*** THE DATA Section Begins ***

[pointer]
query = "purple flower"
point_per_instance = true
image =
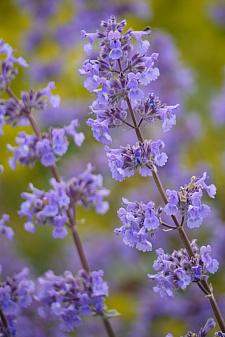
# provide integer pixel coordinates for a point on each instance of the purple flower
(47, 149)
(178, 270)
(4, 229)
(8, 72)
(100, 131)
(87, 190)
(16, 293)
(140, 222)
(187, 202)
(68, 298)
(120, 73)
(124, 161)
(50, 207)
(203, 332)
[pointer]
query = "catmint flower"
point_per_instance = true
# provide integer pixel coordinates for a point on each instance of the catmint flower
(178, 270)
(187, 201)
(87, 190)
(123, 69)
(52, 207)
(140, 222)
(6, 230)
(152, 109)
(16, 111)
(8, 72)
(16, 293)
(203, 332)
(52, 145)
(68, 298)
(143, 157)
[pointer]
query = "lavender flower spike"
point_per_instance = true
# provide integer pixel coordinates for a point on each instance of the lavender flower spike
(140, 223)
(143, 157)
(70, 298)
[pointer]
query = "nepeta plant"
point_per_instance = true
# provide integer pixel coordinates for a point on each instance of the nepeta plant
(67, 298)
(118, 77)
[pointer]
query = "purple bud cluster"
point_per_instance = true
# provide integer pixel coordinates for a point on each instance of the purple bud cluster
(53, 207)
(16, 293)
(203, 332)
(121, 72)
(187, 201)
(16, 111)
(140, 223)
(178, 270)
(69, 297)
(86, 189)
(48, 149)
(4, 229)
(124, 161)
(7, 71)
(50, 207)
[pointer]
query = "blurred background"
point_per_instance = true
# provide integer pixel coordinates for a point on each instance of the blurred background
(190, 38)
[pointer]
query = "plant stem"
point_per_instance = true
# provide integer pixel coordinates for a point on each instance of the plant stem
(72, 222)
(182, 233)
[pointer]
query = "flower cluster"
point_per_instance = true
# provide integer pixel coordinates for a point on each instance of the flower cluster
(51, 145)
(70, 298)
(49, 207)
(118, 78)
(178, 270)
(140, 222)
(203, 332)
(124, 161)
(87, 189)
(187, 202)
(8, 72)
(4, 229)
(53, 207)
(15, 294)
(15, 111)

*** THE DATA Section Ends ***

*ASSIGNMENT:* Copy every record above exactly, leaving out any pictures.

*RESPONSE BELOW:*
[pointer]
query = "purple flower"
point_per_instance = true
image =
# provide integer pixel coordinates for a point on each instance of the purple flower
(47, 149)
(178, 270)
(4, 229)
(8, 72)
(100, 131)
(87, 190)
(16, 293)
(140, 222)
(187, 202)
(68, 298)
(120, 73)
(124, 161)
(50, 207)
(203, 332)
[pointer]
query = "catmint flower"
point_per_instance = true
# provide integer pixel coordinates for a point on each instance of the catmint flower
(178, 270)
(187, 201)
(87, 190)
(123, 69)
(52, 207)
(140, 222)
(6, 230)
(152, 109)
(16, 111)
(8, 72)
(16, 293)
(203, 332)
(52, 145)
(68, 298)
(143, 157)
[pointer]
query = "lavender flower spike"
point_per_instance = true
# provide integer pixel coordinates for a point on each instance of the lavender flower spike
(140, 223)
(143, 157)
(70, 298)
[pointer]
query = "nepeta plant"
point_per_instance = true
# provide integer pixel coordinates for a point on each instance of the nepeta plant
(67, 298)
(118, 77)
[pointer]
query = "purple bud cluster"
point_per_instance = true
# provide integer pixel coordinates for a point on each instance of the purple bud cluster
(53, 207)
(16, 293)
(203, 332)
(121, 72)
(187, 201)
(16, 111)
(140, 223)
(178, 270)
(69, 297)
(86, 189)
(48, 149)
(4, 229)
(124, 161)
(7, 71)
(50, 207)
[pointer]
query = "blurred background"
point_per_instance = true
# provide integer pixel coordinates for a point on each instance of the blurred background
(190, 38)
[pointer]
query = "plant stem"
point_per_instance = true
# provide integer pixel coordinates for a point on each instance of the plant stem
(72, 222)
(182, 233)
[pointer]
query = "flower cluster"
point_per_instance = true
# provide integer pixel coordinates for a point on each instance of the flower cluster
(51, 145)
(70, 298)
(49, 207)
(118, 78)
(178, 270)
(140, 222)
(203, 332)
(124, 161)
(87, 189)
(187, 202)
(8, 72)
(4, 229)
(53, 207)
(15, 294)
(15, 111)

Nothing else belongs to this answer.